▶ [SELECTED PASSAGE]:
○ ○ ○
Moonlight in a Studio


Recreating moonlight is tricky! 🌚


The quality can be hard to emulate because the moon is a grey rock in the sky that is a bounced source - so you’d think it would be soft. But it’s also really far away which makes it a hard light. On screen you can play it either way but I tend to lean a little softer.


The color can also be tough to match because in reality the light is white, but it appears blue-ish to our eyes due to something called the Purkinje effect. It’s when our eyes shift toward the blue end of the spectrum in low light as part of dark adaptation. 👀


The truth is that moonlight comes in more than one shade on the blue-grey continuum and striking the balance of color and quality depends completely on the story you’re trying to tell. You can experiment with the white balance of your camera and lights to achieve the desired look.


Here are a couple of my favorite ways you can replicate moonlight:


🌚 Camera set to 5600K, light set to 6000K with 1/4 plus green gel. Creates a very natural and almost silvery moonlight effect. Green gel for a moon?? Yes. Try it.
○ ○ ○
▶ [WHAT IS ASKED]:
**A.** Write out the moonlight text word for word, starting at the words "Moonlight in a" and stopping after "a little softer.".
**B.** Please give the records again from their first line through the line that has "Give the mask of every instance of the shirt", with "shirt pocket" swapped for "jacket pocket" and everything else left unchanged. Return only those lines.
○ ○ ○
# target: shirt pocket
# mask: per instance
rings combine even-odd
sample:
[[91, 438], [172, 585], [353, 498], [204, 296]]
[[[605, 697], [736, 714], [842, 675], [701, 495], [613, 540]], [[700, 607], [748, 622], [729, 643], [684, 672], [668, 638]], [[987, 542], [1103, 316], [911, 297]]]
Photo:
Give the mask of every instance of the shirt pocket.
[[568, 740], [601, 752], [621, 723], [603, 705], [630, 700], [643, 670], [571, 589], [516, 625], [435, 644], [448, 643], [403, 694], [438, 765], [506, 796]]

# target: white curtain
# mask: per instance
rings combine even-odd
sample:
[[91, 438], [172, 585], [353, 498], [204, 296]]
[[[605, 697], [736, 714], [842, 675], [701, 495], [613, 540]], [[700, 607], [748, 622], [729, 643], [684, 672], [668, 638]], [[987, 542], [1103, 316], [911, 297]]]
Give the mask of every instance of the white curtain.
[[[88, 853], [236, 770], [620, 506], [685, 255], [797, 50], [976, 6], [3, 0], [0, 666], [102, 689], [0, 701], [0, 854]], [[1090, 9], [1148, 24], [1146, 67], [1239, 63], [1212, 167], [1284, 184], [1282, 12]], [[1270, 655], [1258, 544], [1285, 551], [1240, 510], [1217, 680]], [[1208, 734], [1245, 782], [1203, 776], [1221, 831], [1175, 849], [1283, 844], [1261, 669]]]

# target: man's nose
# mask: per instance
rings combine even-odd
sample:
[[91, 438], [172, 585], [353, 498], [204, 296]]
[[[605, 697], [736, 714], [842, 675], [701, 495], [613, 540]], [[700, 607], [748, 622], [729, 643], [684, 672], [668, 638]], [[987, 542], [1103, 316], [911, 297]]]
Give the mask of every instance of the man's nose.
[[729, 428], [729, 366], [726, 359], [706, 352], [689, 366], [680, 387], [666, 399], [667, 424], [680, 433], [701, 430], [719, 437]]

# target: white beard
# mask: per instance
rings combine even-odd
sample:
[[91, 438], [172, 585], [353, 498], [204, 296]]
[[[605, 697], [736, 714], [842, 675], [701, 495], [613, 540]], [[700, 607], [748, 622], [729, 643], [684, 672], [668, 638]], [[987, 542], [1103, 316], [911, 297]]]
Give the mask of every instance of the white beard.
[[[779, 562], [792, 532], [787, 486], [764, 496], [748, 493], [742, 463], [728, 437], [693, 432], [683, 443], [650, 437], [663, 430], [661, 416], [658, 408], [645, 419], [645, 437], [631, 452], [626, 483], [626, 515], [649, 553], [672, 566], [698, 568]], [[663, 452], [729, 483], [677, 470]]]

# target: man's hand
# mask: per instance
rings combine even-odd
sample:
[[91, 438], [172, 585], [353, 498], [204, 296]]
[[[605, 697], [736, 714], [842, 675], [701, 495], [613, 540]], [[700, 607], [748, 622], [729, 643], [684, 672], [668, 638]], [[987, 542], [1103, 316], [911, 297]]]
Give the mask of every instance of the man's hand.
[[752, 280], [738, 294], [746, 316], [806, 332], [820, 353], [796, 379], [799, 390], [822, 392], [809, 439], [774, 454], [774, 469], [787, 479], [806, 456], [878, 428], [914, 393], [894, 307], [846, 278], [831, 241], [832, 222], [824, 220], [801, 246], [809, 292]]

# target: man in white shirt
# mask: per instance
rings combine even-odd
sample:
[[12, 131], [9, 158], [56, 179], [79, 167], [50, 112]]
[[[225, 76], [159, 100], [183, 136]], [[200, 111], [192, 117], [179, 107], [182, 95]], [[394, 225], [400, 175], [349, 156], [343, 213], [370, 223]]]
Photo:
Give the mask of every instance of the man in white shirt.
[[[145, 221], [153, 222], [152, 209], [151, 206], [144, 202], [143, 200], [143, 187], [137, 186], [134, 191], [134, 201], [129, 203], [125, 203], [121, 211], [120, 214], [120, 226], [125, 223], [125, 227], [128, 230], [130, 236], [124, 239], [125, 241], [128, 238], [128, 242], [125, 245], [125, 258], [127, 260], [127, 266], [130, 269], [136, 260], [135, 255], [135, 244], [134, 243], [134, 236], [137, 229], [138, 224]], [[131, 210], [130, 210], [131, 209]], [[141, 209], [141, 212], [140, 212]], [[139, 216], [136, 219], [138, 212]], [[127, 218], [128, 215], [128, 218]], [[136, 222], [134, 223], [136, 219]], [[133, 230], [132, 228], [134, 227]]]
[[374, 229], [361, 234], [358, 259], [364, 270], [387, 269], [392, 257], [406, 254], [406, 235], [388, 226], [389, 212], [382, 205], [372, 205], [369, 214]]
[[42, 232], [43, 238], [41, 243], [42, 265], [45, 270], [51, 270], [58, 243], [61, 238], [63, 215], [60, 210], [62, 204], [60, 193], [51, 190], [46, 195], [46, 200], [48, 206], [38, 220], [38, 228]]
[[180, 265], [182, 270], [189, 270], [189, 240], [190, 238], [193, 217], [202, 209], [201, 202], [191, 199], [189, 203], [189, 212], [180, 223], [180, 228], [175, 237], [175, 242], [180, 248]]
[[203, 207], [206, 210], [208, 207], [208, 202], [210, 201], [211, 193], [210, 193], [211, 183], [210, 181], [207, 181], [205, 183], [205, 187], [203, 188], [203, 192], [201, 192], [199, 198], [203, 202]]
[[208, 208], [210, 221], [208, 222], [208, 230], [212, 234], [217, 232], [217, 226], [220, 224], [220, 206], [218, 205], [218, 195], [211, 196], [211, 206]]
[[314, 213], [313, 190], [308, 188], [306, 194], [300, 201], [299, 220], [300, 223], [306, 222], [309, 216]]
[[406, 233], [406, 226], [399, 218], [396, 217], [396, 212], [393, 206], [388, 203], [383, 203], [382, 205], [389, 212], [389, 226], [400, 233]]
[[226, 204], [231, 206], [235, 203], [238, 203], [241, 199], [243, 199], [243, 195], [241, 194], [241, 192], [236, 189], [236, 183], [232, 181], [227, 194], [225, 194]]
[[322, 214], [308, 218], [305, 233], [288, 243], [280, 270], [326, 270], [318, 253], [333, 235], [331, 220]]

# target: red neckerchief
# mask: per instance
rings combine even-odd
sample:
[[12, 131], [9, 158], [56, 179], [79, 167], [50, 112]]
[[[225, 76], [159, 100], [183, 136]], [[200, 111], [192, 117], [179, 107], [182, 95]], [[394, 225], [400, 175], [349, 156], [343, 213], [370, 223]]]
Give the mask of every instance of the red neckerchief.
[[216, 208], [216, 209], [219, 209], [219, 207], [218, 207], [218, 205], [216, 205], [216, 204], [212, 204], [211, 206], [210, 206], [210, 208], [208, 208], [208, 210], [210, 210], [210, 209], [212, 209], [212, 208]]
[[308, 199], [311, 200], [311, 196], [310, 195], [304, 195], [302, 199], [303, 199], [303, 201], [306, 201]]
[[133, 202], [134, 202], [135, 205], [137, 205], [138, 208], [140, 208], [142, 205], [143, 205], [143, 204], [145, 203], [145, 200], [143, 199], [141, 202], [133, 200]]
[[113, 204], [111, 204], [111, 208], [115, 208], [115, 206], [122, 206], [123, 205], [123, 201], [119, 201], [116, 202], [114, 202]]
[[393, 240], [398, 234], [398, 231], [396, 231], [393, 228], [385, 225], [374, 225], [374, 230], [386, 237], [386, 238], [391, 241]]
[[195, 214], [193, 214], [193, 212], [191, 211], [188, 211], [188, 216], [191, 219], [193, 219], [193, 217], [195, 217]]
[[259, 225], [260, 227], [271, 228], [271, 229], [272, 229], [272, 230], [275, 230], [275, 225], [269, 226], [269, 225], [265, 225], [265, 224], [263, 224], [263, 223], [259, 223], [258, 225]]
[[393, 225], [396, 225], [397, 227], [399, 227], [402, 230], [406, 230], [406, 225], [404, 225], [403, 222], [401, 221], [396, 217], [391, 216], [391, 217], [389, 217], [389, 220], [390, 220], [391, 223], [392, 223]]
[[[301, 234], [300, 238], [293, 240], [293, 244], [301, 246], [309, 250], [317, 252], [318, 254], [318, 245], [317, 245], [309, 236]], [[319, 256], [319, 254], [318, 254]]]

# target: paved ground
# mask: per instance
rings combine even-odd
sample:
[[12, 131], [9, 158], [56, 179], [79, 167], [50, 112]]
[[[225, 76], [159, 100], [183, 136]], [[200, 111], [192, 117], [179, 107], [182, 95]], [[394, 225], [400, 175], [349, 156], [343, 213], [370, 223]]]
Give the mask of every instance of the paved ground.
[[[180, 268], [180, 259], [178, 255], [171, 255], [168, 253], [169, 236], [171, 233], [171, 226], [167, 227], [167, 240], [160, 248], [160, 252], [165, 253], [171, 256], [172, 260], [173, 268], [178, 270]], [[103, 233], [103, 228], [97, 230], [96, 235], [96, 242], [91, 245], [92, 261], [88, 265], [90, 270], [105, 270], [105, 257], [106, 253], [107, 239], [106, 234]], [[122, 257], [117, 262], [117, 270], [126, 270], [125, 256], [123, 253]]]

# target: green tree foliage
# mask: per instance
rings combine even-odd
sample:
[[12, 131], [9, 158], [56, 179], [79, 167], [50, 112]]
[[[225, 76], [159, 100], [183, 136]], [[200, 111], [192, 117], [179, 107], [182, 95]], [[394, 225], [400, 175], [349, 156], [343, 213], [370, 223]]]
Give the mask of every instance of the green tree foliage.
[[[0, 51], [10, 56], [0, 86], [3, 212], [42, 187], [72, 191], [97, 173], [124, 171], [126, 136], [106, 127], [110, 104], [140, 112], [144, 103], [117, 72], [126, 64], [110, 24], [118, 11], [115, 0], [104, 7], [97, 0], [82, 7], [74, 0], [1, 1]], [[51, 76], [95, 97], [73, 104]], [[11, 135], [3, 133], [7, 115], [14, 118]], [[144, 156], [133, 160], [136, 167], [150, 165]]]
○ ○ ○
▶ [SOLUTIONS TO EACH TASK]:
**A.**
Moonlight in a Studio


Recreating moonlight is tricky! 🌚


The quality can be hard to emulate because the moon is a grey rock in the sky that is a bounced source - so you’d think it would be soft. But it’s also really far away which makes it a hard light. On screen you can play it either way but I tend to lean a little softer.

**B.**
# target: jacket pocket
# mask: per instance
rings combine even-odd
sample:
[[91, 438], [172, 585], [353, 498], [204, 296]]
[[[605, 697], [736, 714], [842, 675], [701, 495], [613, 540]], [[700, 607], [748, 622], [729, 643], [684, 672], [668, 638]], [[987, 542], [1103, 316], [911, 297]]]
Photo:
Give the mask of every instance of the jacket pocket.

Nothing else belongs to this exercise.